» WHAT IS ASKED:
Turn the lines of the listing below, starting with the line that contains "tag: green stem" and continuing through the end of the listing, into a Markdown table with the columns Row and Listing line, omitting any blank lines.

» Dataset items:
----

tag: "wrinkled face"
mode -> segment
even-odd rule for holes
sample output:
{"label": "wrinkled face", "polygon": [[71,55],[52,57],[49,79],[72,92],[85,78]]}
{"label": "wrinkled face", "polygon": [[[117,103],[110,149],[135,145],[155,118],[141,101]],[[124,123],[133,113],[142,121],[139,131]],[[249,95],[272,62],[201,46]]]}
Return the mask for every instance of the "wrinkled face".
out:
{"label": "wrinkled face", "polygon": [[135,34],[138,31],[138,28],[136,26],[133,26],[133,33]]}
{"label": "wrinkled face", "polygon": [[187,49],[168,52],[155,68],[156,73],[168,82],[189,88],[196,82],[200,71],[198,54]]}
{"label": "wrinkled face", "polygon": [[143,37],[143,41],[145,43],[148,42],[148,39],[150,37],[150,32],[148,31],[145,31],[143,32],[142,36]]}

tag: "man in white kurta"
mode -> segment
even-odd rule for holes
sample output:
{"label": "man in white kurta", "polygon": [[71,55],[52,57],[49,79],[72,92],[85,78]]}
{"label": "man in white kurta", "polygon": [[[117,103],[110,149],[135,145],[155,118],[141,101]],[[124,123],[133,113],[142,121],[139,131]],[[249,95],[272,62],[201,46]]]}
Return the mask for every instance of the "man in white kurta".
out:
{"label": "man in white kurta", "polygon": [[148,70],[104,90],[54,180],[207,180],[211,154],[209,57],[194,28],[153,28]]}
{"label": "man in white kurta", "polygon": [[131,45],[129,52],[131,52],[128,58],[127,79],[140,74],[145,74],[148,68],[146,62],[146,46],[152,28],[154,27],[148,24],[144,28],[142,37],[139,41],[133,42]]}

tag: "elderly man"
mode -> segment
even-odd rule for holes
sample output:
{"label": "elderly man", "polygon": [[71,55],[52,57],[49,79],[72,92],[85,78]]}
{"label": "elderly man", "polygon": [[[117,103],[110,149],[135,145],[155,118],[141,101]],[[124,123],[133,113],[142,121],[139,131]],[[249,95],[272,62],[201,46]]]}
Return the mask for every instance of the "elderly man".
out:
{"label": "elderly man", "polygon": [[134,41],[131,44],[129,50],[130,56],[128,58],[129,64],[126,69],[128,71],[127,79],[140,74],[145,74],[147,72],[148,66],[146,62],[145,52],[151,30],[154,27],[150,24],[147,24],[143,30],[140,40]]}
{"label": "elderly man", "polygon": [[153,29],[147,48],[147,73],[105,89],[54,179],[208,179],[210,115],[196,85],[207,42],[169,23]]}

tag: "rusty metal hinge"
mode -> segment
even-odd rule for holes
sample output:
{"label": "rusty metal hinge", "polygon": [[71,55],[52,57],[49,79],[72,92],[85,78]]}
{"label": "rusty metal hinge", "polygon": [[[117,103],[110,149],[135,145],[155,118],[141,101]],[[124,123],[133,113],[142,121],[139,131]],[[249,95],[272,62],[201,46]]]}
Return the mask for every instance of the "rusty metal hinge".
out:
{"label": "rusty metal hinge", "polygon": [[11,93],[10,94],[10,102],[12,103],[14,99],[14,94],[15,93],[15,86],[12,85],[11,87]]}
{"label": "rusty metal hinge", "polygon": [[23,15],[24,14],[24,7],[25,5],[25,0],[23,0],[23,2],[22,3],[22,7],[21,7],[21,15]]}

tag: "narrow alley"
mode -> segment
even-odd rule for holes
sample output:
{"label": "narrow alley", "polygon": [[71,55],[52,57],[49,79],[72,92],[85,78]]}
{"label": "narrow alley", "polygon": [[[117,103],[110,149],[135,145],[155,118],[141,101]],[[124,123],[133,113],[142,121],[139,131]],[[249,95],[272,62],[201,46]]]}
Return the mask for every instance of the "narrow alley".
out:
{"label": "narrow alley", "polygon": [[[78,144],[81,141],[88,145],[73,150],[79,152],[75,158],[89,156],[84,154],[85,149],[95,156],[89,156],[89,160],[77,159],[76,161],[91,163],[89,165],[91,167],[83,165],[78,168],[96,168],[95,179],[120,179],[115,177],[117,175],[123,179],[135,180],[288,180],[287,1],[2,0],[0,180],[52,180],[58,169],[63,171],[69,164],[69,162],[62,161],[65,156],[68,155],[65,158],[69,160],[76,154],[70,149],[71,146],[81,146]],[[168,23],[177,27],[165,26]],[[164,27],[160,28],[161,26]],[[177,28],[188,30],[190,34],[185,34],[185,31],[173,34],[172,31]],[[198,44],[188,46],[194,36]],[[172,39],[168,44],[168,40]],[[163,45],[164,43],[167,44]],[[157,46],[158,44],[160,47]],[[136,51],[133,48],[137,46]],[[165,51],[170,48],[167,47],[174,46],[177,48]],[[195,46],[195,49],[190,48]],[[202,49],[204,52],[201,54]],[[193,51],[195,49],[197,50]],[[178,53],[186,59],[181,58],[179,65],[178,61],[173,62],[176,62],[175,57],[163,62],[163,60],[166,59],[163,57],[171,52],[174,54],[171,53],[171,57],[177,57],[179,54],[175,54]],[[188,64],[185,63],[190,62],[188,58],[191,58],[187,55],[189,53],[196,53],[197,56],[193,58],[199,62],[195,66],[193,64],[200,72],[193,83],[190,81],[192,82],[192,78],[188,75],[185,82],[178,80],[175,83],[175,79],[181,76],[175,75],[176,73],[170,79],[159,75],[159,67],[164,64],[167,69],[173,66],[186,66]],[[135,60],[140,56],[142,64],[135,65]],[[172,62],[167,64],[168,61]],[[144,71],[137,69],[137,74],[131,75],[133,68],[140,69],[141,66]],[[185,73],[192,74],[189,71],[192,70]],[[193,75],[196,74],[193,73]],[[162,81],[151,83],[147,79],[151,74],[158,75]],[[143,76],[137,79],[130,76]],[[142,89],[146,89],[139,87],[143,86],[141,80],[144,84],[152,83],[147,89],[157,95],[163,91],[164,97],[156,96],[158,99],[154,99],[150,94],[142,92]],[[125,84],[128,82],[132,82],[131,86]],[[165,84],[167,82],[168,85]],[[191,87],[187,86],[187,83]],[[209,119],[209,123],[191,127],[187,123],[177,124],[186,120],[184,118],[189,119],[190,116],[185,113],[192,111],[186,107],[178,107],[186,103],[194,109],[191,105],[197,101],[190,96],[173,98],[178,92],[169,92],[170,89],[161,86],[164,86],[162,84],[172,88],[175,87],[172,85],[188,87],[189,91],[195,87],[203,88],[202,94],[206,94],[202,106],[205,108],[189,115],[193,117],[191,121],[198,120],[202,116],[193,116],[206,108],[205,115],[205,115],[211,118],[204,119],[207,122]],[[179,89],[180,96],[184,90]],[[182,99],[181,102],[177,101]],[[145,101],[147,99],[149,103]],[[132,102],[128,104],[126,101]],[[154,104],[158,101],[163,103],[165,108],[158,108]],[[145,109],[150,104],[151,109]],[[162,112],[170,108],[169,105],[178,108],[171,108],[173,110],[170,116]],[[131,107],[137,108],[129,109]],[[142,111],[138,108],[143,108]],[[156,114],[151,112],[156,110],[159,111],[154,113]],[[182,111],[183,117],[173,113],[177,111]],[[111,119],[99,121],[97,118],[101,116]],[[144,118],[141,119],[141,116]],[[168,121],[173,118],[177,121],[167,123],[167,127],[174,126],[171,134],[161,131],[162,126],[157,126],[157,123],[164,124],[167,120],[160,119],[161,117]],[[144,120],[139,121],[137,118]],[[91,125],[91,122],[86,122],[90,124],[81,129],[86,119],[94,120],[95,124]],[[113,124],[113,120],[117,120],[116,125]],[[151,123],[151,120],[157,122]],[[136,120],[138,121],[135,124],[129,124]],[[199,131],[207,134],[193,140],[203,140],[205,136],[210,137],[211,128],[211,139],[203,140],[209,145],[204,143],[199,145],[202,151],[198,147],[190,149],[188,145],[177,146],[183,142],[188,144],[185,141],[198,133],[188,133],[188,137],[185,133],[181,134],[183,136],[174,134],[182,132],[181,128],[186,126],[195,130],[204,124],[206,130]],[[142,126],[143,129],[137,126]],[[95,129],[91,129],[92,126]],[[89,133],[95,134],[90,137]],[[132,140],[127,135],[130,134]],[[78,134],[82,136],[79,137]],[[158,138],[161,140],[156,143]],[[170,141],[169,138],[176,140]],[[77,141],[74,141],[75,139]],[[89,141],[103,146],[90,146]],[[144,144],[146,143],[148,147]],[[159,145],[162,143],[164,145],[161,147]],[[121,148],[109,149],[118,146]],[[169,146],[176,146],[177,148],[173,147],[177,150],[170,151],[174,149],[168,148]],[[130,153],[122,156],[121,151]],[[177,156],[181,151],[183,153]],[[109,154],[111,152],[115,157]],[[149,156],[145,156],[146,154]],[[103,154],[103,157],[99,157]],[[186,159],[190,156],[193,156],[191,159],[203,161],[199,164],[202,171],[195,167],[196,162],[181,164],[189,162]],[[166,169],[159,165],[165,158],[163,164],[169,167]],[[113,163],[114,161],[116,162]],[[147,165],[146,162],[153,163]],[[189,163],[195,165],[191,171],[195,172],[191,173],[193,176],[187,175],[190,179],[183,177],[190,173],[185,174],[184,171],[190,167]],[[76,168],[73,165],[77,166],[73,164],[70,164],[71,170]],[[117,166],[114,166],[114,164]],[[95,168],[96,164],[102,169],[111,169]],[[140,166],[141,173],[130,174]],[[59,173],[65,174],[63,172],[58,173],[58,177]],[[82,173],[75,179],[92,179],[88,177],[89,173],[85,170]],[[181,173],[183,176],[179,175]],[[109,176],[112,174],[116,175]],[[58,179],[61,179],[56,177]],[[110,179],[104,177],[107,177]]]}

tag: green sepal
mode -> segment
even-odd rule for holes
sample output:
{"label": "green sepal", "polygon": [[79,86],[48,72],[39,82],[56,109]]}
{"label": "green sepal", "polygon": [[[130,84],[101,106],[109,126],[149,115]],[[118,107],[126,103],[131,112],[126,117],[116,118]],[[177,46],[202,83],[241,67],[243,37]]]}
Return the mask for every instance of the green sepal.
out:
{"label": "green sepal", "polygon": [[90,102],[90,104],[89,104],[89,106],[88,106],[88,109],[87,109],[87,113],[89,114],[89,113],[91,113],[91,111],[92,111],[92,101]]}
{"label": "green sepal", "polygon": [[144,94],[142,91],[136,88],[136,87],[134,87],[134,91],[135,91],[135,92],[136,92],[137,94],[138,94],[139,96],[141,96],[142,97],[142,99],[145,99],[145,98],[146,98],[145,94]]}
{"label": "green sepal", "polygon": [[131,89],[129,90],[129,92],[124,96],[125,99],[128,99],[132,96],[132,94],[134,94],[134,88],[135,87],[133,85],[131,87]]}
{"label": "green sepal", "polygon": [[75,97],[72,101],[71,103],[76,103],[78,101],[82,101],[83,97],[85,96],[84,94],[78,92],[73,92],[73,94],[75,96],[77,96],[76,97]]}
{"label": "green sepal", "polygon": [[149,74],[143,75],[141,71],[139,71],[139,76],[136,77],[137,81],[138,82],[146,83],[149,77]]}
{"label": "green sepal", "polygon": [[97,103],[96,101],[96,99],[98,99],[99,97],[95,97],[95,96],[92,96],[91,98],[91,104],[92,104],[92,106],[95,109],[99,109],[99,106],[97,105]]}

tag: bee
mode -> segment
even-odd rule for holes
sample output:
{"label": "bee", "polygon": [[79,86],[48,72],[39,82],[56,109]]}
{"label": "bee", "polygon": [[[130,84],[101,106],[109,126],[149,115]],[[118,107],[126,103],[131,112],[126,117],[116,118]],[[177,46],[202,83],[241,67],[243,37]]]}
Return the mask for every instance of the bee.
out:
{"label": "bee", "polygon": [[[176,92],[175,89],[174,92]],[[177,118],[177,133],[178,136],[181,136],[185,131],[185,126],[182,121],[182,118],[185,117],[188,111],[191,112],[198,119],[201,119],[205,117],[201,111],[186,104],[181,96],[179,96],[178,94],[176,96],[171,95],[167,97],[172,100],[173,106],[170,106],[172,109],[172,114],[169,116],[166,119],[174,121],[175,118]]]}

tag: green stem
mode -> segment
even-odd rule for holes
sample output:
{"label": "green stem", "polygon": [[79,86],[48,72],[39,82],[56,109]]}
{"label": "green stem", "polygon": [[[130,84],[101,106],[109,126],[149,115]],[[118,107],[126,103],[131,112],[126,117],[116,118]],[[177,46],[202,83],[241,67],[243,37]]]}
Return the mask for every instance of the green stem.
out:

----

» OUTPUT:
| Row | Listing line |
|---|---|
| 1 | tag: green stem |
| 2 | mode -> segment |
| 3 | even-odd rule for holes |
| 4 | sample output: |
| 5 | {"label": "green stem", "polygon": [[79,86],[48,72],[39,82],[56,109]]} |
| 6 | {"label": "green stem", "polygon": [[[130,84],[101,106],[109,126],[149,115]],[[118,107],[126,103],[131,112],[126,117],[116,118]],[[177,46],[202,83],[241,67],[243,37]]]} |
| 7 | Return the mask for every instance of the green stem. |
| 8 | out: |